---- Selected excerpt
Retinopathy causes blurred or hazy vision, particularly if there are retinal hemorrhages or edema (swelling) of the macula.
Although the presence of retinopathy can be detected by looking into the eye, details are best identified by injecting a fluorescent dye into the bloodstream.
This allows the ophthalmologist to photograph and evaluate the retinal blood vessels, and to pinpoint areas that are leaking due to neovascularization (growth of fragile new blood vessels).
If such areas are found in the peripheral retina, laser treatment (panretinal photocoagulation) is recommended to seal off leaking vessels and destroy abnormal ones. If there is macular edema, scattered laser treatment in the macula may be recommended. In some cases, early treatment may restore vision, stabilize it or, at least, delay severe loss of sight.
Vitreous Hemorrhage
One of the complications of diabetic retinopathy is hemorrhage from fragile blood vessels leaking into the vitreous, the clear gel-like substance that fills the interior of the eye. If blood clouds the vitreous, light passing from the lens through the vitreous to the retina is blocked, and vision is markedly reduced. Blood can gradually clear up over several months, but if it does not, surgical removal of the vitreous, called vitrectomy, can be performed. Specialists in vitreo-retinal surgery can remove blood and scar tissue from the eye and replace the vitreous with a clear solution. This may result in useful, though reduced, vision.
Cataract
Diabetes increases the possibility of cataract, a clouding of the transparent lens of the eye. Cataract may cause hazy vision and glare sensitivity. If retinopathy has not damaged the retina, surgical removal of a cataract usually results in improved vision. If there is damage to the retina, the cataract may still be removed in order to improve the ophthalmologist's view of the retina. This makes it easier to evaluate the condition of the eye prior to laser treatment. When a person with diabetes has a cataract operation, standard surgical techniques are used.
--------
---- Records
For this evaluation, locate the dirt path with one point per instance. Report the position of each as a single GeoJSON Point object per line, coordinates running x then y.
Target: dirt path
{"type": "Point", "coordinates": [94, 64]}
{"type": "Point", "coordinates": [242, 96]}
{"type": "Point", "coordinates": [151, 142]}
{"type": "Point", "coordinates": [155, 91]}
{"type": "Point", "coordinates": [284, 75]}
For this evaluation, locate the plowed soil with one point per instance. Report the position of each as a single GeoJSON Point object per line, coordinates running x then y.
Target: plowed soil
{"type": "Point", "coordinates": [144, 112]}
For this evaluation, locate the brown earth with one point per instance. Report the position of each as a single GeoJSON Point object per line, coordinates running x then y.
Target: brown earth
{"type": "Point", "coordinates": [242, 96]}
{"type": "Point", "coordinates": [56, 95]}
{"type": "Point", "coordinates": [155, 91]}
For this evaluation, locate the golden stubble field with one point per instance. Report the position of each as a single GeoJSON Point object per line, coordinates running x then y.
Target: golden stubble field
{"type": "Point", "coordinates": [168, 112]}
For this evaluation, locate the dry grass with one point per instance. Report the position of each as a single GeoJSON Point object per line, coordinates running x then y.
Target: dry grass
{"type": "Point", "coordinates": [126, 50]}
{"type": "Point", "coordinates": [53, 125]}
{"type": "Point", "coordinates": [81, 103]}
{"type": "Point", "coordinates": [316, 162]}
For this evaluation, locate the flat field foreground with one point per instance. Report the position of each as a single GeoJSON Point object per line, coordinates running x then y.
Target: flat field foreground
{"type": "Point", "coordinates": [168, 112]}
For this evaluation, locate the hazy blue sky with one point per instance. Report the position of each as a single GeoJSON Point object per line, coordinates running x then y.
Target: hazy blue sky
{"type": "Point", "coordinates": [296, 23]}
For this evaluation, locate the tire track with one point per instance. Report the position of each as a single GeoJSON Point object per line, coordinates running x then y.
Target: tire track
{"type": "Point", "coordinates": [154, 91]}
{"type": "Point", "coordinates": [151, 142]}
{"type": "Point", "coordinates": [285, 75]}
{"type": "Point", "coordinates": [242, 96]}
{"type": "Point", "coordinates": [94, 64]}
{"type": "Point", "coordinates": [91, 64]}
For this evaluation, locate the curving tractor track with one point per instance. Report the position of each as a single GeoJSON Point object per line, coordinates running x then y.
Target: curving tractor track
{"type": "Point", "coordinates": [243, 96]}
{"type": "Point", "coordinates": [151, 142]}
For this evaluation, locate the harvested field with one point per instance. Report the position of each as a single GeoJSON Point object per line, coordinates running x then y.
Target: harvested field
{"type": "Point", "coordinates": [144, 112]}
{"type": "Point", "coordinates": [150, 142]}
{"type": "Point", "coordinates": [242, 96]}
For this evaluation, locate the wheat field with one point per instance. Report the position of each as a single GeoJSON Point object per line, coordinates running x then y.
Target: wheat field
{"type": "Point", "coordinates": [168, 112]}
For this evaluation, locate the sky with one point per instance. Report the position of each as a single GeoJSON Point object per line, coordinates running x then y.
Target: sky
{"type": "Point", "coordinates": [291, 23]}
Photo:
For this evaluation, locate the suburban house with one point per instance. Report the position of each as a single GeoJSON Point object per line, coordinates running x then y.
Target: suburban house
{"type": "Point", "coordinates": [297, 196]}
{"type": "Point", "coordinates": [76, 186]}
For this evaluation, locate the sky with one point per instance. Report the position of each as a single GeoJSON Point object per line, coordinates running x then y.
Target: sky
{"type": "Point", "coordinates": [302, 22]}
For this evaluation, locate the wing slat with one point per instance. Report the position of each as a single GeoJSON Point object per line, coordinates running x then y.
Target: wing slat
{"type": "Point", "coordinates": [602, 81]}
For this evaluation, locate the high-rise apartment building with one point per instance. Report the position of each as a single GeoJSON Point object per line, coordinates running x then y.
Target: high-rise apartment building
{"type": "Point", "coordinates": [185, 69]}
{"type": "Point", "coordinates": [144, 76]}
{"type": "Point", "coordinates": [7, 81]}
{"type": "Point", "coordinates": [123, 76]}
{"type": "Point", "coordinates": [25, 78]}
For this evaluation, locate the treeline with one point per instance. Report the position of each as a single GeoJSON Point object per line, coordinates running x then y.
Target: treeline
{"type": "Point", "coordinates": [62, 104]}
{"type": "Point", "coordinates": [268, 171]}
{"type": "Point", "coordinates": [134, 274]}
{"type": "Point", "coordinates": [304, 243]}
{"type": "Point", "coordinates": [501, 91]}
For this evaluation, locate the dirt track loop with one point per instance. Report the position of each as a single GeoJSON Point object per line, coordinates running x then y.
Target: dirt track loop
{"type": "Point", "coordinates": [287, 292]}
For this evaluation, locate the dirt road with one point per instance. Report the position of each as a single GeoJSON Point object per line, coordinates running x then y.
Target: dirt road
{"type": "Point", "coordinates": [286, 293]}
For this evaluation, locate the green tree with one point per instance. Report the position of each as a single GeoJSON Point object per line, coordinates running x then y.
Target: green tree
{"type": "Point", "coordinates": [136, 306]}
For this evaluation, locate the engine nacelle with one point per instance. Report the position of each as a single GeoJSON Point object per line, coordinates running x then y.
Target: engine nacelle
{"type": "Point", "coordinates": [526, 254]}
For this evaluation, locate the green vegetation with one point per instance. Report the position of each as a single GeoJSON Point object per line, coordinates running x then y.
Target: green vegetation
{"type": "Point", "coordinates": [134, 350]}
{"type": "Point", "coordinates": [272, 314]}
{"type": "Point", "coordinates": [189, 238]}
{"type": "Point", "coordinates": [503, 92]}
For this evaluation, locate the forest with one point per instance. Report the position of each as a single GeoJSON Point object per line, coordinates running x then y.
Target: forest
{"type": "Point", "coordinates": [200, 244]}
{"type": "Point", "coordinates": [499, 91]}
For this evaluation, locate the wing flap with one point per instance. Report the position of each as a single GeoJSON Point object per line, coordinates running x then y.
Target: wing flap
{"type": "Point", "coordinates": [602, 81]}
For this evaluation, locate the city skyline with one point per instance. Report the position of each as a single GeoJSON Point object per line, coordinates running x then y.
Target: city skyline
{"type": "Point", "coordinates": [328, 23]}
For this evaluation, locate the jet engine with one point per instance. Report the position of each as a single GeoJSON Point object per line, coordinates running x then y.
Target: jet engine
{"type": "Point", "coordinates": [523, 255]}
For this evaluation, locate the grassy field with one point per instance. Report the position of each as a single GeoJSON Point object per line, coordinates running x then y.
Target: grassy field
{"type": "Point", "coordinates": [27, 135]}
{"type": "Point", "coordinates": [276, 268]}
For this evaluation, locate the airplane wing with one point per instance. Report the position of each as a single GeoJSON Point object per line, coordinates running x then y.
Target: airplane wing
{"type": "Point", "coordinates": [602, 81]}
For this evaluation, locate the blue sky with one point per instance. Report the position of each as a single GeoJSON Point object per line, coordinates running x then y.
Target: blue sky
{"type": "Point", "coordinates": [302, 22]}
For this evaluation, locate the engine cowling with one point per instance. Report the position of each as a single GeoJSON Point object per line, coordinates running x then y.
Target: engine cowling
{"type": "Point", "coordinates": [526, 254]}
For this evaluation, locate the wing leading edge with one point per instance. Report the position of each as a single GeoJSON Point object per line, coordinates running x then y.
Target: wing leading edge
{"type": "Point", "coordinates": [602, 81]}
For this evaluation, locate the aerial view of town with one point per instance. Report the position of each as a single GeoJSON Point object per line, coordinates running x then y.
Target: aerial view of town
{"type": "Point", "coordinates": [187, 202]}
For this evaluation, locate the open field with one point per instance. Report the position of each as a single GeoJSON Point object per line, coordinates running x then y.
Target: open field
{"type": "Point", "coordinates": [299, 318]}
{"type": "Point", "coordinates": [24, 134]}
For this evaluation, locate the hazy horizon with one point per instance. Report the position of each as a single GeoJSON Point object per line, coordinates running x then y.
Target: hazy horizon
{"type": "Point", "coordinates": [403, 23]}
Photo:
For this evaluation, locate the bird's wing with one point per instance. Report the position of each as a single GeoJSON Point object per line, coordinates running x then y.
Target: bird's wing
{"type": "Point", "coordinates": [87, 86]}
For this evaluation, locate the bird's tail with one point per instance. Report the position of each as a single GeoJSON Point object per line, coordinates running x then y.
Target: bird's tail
--------
- Exercise tasks
A. In the text on diabetic eye disease, list each term that is followed by words in parentheses, and give those words with it.
B. Carry the text on diabetes and eye problems forward from its last sentence.
The records have nothing to do with the text.

- Responses in order
A.
- edema (swelling)
- neovascularization (growth of fragile new blood vessels)
- laser treatment (panretinal photocoagulation)

B.
Secondary Glaucoma
Fragile new blood vessels in the eye of someone with diabetes may form a new network directly on the iris, blocking the outflow of fluid from the eye. This condition, called secondary glaucoma, results in elevated pressure of the fluids within the eye, and can cause optic nerve atrophy and loss of the full visual field. Treatment involves the application of laser to the leaking areas. Standard glaucoma treatment with drops or diuretics may also be recommended to lower intraocular pressure.
Macular Damage
In chronic macular edema, faulty color vision may result and usually is irreversible. Even after the macula has been treated with laser, there may still be problems reading because of distortion. Low vision magnifying devices may be needed.
Changes in Refraction
High blood glucose levels that are characteristic of poorly controlled diabetes can also result in changes in refraction (the accurate focus of light rays on the retina). This is due to swelling of the lens, which causes myopia (near-sightedness). Before such transient refractive changes are corrected by standard prescription eyeglasses, improved control of blood glucose should be attempted. Glasses should be prescribed only after blood glucose has stabilized, or consecutive examinations reveal consistent refractions.